**TUGAS YANG DIKERJAKAN**
1. Sebutkan semua nama perawi hadits yang muncul setelah "HR." dalam kutipan tentang bid'ah.
2. Tampilkan setiap baris entri yang memuat kata "statue". Huruf besar dan huruf kecil dibedakan.

**KUTIPAN BACAAN**
────────

Bukankah sebuah bola yang sudah bulat sempurna jika kita tambahi atau
kurangi malah akan merusak keindahannya??
Perbuatan bid’ah adalah kesesatan
walaupun orang-orang menganggap perbuatan tersebut adalah kebaikan,
sebagaimana perkataan sahabat Abdullah Ibnu Umar,
كُلُّ بِدْعَةٍ ضَلاَلَةٌ وَإِنْ رَآهَا النَّاسُ حَسَنَةً
“Setiap bid’ah adalah kesesatan meskipun manusia menganggap perbuatan tersebut adalah kebaikan.”Rasulullah shallallahu ‘alaihi wa sallam bersabda,
مَنْ أَحْدَثَ فِي أَمْرِنَا هَذَا مَا لَيْسَ مِنْهُ فَهُوَ رَدٌّ
“Barangsiapa yang mengada-adakan suatu perkara dalam agama ini tanpa ada tuntunannya maka amalannya tersebut tertolak.” (HR. Bukhari Muslim)
Juga dalam sabda beliau shallallahu ‘alaihi wa sallam,
كُلُّ بِدْعَةٍ ضَلاَلَةٌ
“Setiap bid’ah adalah kesesatn.” (HR. Tirmidzi)Faedah
Bid’ah yang tercela dalam islam adalah
perbuatan bid’ah dalam syariat islam, yaitu melakukan atau meninggalkan
suatu perbuatan dengan alasan ibadah padahal tidak ada dalil atas hal
tersebut atau dalil yang menjadi sandarannya adalah hadits
yang lemah, tidak bisa dijadikan sebagai sandaran hukum. Sehingga
apabila ada seseorang melakukan suatu perbuatan yang baru akan tetapi
tidak dalam rangka beribadah kepada Allah ta’ala maka perbuatan
tersebut bukanlah disebut sebagai bid’ah yang tercela akan tetapi
disebut bid’ah secara bahasa, dan perbuatan tersebut boleh.

────────

**ENTRI YANG DIBERIKAN**

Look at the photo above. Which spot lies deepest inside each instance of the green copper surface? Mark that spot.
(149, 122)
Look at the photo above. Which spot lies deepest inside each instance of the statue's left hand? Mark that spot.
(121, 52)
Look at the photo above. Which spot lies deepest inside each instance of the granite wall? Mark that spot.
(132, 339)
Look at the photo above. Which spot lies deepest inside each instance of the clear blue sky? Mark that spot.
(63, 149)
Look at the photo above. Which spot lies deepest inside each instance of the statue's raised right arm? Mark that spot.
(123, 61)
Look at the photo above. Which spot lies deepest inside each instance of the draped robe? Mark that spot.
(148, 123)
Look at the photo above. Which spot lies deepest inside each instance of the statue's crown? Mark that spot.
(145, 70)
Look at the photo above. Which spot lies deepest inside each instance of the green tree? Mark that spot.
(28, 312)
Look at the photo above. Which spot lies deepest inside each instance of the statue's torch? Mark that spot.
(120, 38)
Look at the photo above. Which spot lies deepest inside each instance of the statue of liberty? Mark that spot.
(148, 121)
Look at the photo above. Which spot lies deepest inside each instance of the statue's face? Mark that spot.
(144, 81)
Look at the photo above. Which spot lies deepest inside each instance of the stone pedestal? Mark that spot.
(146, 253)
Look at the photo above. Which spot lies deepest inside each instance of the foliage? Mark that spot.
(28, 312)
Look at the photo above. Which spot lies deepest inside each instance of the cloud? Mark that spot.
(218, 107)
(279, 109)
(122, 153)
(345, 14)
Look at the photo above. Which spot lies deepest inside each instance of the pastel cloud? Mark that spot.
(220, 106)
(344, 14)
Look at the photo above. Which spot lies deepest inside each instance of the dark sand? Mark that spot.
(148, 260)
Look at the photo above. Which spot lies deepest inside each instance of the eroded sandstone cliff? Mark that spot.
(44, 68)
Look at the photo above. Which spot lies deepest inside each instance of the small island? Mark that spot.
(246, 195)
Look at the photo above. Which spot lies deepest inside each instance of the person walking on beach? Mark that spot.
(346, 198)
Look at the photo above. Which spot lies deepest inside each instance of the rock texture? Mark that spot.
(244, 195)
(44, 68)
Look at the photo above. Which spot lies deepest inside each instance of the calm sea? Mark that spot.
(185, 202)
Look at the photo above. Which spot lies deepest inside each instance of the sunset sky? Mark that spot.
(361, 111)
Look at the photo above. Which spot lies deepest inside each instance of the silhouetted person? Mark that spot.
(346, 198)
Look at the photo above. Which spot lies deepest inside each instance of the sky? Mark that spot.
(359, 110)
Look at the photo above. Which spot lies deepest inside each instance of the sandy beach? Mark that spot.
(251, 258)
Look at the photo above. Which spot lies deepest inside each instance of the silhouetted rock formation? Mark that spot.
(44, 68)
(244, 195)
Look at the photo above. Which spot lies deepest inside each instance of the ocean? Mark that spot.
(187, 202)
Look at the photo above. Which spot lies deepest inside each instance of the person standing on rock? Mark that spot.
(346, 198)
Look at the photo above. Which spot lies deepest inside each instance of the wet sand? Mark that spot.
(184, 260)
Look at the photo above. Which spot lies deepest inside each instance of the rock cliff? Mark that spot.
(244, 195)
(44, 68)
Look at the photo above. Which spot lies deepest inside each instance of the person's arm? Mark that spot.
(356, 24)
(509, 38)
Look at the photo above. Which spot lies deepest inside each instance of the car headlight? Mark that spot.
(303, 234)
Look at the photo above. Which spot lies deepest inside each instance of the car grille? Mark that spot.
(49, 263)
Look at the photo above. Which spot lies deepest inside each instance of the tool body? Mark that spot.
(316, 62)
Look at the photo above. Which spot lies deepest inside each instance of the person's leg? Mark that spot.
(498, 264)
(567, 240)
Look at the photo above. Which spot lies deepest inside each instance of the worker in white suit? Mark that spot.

────────

**JAWABAN TIAP TUGAS**
1. Bukhari, Muslim, Tirmidzi

2.
Look at the photo above. Which spot lies deepest inside each instance of the statue's left hand? Mark that spot.
Look at the photo above. Which spot lies deepest inside each instance of the statue's raised right arm? Mark that spot.
Look at the photo above. Which spot lies deepest inside each instance of the statue's crown? Mark that spot.
Look at the photo above. Which spot lies deepest inside each instance of the statue's torch? Mark that spot.
Look at the photo above. Which spot lies deepest inside each instance of the statue of liberty? Mark that spot.
Look at the photo above. Which spot lies deepest inside each instance of the statue's face? Mark that spot.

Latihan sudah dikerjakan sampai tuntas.